::: Texte du document

2. Vous exercez dans cette Eglise des responsabilités diverses, vous avez reçu des dons variés, mais je souligne d’abord ce qui vous est commun. “Les dons de la grâce sont variés, mais c’est toujours le même Esprit. Les fonctions dans l’Eglise sont variées, mais c’est toujours le même Seigneur. Les activités sont variées, mais c’est toujours le même Dieu qui agit en tous” (1Co 12,4-6). Dans l’unique peuple de Dieu, il n’y a place pour “aucune inégalité qui viendrait de la race ou de la nation, de la condition sociale ou du sexe” (Cfr. Lumen Gentium LG 32). Vous avez accueilli la même foi de l’Eglise qui vous a révélé le même amour du Père pour chacun. Vous avez reçu le même baptême qui vous a fait entrer dans la vie nouvelle par la mort et la résurrection du Christ, et qui a fait de vous les membres de son Corps mystique.

Vous avez part au même Esprit Saint qui fait de vous son temple. Vous avez été adoptés par Dieu comme des fils et des filles. Vous êtes constamment sanctifiés par les mêmes sacrements; en particulier vous participez à la même Eucharistie pour vous offrir avec le Christ et recevoir le Pain de Vie qui est son Corps très saint, vous vous approchez de la même source du pardon dans le sacrement de la réconciliation. Vous possédez en germe la vie éternelle, appelée à l’épanouissement au Ciel. Vous avez la même destinée. Dans “la dignité et la liberté des fils de Dieu” (Cfr. ibid. LG 9), vous êtes tous appelés dès maintenant, par des voies et des états de vie différents, à la même sainteté, à la perfection qui est celle du Père (Cfr. ibid. LG 11). La valeur essentielle est, en chaque personne, sa réponse à la grâce, la sainteté que Dieu seul connaît en pleine lumière. La prière et la charité sont le fondement de votre vie chrétienne. Vous formez, comme saint Pierre le disait déjà, “une race élue, un sacerdoce royal, une nation sainte, un peuple que Dieu s’est acquis” (1P 2,9). Et vous avez tous l’honneur et le devoir de contribuer à édifier l’Eglise et de porter témoignage dans le monde où la Providence vous a placés.

::::::
::: Les données

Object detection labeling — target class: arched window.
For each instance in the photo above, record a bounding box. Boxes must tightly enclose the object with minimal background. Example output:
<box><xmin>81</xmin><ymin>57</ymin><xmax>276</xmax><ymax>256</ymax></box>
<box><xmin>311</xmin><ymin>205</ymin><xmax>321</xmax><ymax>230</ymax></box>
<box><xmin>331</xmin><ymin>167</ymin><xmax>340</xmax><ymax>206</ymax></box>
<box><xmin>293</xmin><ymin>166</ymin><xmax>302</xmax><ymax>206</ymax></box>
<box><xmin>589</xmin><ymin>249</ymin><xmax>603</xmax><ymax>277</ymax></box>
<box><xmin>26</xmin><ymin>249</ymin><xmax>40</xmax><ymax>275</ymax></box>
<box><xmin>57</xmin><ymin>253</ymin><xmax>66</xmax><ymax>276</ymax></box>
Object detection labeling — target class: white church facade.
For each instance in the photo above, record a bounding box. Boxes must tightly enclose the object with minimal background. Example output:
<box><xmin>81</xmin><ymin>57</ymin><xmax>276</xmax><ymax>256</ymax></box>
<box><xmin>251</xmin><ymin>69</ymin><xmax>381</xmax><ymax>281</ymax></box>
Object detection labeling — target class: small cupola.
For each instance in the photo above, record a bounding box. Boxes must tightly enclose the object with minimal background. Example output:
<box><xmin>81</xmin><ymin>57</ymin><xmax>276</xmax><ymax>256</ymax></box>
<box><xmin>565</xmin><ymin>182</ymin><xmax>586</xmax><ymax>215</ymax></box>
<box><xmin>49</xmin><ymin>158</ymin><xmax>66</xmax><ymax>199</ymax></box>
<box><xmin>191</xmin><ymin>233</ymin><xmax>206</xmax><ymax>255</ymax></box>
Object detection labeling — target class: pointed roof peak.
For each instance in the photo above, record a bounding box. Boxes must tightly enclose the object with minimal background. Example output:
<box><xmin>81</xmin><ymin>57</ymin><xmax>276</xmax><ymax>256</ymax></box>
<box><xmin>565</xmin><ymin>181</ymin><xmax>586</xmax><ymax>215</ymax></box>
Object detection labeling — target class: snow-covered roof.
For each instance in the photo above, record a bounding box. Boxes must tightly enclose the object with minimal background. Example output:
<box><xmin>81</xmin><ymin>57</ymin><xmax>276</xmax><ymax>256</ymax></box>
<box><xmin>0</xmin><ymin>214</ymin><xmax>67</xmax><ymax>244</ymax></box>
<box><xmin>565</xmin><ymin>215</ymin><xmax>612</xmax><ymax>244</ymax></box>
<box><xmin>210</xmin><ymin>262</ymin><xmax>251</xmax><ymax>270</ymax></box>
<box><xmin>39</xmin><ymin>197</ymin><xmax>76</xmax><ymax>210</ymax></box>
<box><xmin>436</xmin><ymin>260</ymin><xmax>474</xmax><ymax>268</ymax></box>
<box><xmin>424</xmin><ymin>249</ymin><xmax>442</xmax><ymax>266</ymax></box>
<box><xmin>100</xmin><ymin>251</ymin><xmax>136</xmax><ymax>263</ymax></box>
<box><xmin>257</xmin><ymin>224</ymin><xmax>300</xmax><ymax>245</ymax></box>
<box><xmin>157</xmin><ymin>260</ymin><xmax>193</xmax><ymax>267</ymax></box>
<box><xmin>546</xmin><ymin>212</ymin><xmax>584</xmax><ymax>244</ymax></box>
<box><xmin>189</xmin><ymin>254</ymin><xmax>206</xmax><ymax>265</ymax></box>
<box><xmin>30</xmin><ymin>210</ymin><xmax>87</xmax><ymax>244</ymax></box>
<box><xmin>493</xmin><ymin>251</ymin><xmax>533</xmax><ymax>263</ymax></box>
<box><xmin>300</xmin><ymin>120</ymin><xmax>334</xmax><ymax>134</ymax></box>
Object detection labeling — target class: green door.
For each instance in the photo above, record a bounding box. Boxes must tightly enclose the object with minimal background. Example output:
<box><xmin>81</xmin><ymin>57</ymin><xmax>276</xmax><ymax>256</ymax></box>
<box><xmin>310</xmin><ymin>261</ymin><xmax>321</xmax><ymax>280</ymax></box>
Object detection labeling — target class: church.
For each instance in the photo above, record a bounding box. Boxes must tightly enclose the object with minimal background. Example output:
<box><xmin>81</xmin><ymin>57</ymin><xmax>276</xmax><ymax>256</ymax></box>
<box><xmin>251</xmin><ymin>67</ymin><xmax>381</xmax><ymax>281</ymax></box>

::::::

◆ **Vos tâches**:
A) Répondez à ces questions sur le texte consacré à ce qui est commun aux membres de l'Église, une réponse par ligne :
(i) Quelle référence biblique accompagne la phrase « Les dons de la grâce sont variés, mais c'est toujours le même Esprit » ?
(ii) Selon le texte, qu'est-ce qui constitue le fondement de la vie chrétienne ?
(iii) À qui le texte attribue-t-il les mots « une race élue, un sacerdoce royal, une nation sainte » ?
B) Poursuivez le texte consacré à ce qui est commun aux membres de l'Église, après sa dernière phrase.

◆ **Réponses par tâche**:
A)
(i) 1Co 12,4-6.
(ii) La prière et la charité.
(iii) À saint Pierre.

B)
Il vous faut donc avoir entre vous une grande estime, “une charité sans division” (Cfr. Lumen Gentium LG 32); pratiquez une entraide et une coopération active, comme entre les membres du même Corps, le Corps du Christ. Et remerciez Dieu sans cesse des dons inouïs qu’il a faits à chacun d’entre vous. Répétons souvent les paroles du psaume que vous avez choisi: “A toi merci, merci infiniment. Ngan ai wa, ntud ngan”.



3. Mais dans l’Eglise, comme dans un corps, les membres n’ont pas tous la même fonction et la même vocation. Leur diversité ne reflète pas seulement ce qui existe dans la société civile où tous n’ont pas les mêmes capacités, les mêmes responsabilités. Elle tient au mystère même de l’Eglise, qui reçoit ses pouvoirs, avec la grâce divine, d’un Autre, du Christ; ses membres reçoivent leurs charismes comme des dons gratuits de l’Esprit Saint qui par eux, rajeunit, renouvelle et étend sans cesse la vie ecclésiale. Il faut donc que chacun exerce au mieux le ministère ou le témoignage qui lui est confié pour le bien de tous, respectueux et solidaire des autres vocations. “Chacun reçoit le don de manifester l’Esprit en vue du bien de tous” (1Co 12,7). Tous ne sont pas appelés à vendre leurs biens pour suivre le Christ, comme le jeune homme riche de l’Evangile, mais tous sont appelés à faire de leur vie un don.



4. J’ai salué mes Frères dans l’épiscopat que je retrouverai tout au long de ce voyage. Ici, je voudrais m’adresser d’abord aux prêtres qui partagent de si près leur mission, la mission du Christ Prêtre, seul Médiateur entre Dieu et les hommes.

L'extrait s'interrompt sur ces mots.